TASK INSTRUCTIONS:
1 – According to the forum thread about the Darrington Archers break-in, how many ranges does the Darrington Archery facility have?
2 – Please list every specific item that the forum thread about the Darrington Archers break-in names as stolen from the clubhouse.

# Darrington Archers burglarized



## psargeant (Aug 1, 2004)

I just got an e-mail that someone has broken into and robbed Darrington archers, the site of this years NFAA outdoor nationals. Here is the article I was sent:
Darrington Archery Club Victimized by Break-in, Theft


Any competitive archer who has been fortunate enough to participate in a National Field Archery Association (NFAA) National Tournament held in the Washington State mountain hamlet of Darrington usually comes away telling friends and associates, "What a beautiful place to shoot an archery tournament!"

Indeed, Darrington, population 1,400, embraces the west side of the towering Cascade range, some 75 miles southeast of Seattle . At an elevation of only 554 feet above sea level, the town is surrounded by mountains, the highest being Whitehorse Peak at 6,852 feet.

Every third year since 1982, the Darrington Archery Club has hosted the NFAA Outdoor Nationals. This year, the event - which literally doubles the size of the town for about a week - is scheduled to take place July 24-28.

The Darrington Archery facility consists of 5 ranges of 28 targets each. Ranges and target butts are sponsored by individual archers, regional archery clubs and even some local businesses and civic organizations.

If you hadn't already guessed, the NFAA Outdoor Nationals are a pretty big deal for club members, civic leaders and just about anyone who has any connection with tiny Darrington , Washington .


That's why, when someone broke into the Darrington Archery clubhouse last week and made off with food, equipment and its stockpile of supplies for this year's big event, well, the club members were understandably devastated.

"They just nearly took everything," secretary-treasurer Candy Vincent told the Everett Herald newspaper.

At the start of 2013, the club had a bank balance of around $1,500, Vincent said. A 1993 Yamaha ATV that was stolen was worth at least $3,000, she figures.

The vandals/burglars also pushed over porta-potties, but left behind some things, like a public address system.

However, almost everything else - including a meat slicer, microwave oven, coffee and canned goods - was taken.

"It is a big deal. It's a very big deal," Vincent told Seattle 's KOMO News. "Because that's the stuff we need to keep our tournament running and bring the people to Darrington."

The Snohomish County Sheriff's Office is investigating the break-in and theft. Currently there are no suspects or leads.

A website (http://gogetfunding.com/project/darrington-archery-association) has been set up for donations so the club can hopefully recoup some of its losses.

An artistic metal sculpture in Darrington called "A Family of Archers," depicts a male, female and youthful archer, bows drawn and aimed high.

And now, Candy Vincent and the Darrington Archers hope the people of Darrington and their national archery family will step forward to help them through this difficult situation.

Let's try to help them out how you can...!!!


----------



## Brown Hornet (Aug 8, 2002)

That is just pathetic. 


Sent from my iPhone using Tapatalk


----------



## draw29 (Dec 11, 2004)

Hope they get them . Seems this is happening to much everywhere. To many people hooked on drugs and looking for easy money.


----------



## Brown Hornet (Aug 8, 2002)

It is happening everywhere....and has been FOREVER...it isn't always because of "drugs" more times then not it has nothing to do with drugs.

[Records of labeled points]

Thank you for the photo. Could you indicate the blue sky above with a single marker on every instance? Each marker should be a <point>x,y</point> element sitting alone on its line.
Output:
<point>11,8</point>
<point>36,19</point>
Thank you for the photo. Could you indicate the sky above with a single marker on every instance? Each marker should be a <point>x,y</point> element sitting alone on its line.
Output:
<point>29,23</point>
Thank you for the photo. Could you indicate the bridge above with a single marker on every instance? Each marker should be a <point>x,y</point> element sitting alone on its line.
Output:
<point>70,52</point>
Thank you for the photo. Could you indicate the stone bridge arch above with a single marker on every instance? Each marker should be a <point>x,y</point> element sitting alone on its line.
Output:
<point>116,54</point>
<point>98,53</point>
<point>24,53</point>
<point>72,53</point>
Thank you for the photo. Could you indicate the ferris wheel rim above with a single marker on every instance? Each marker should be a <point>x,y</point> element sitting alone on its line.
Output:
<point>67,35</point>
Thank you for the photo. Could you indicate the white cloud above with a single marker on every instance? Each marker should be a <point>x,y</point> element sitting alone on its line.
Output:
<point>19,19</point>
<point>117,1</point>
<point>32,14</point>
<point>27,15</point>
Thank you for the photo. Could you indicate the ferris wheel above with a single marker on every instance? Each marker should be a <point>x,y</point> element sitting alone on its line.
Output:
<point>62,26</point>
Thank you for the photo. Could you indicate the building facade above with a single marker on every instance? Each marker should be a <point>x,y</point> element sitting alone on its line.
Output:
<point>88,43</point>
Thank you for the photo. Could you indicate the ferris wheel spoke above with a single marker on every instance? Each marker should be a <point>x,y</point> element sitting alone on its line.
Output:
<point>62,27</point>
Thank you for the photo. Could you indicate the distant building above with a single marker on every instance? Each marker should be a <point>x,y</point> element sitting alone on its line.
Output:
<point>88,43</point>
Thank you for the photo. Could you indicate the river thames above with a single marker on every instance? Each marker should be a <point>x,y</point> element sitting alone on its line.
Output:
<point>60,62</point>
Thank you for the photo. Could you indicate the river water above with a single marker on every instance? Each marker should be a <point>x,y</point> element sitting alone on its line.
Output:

TASK-BY-TASK OUTPUTS:
1 – Five ranges, with 28 targets each.

2 –
- A 1993 Yamaha ATV
- A meat slicer
- A microwave oven
- Coffee
- Canned goods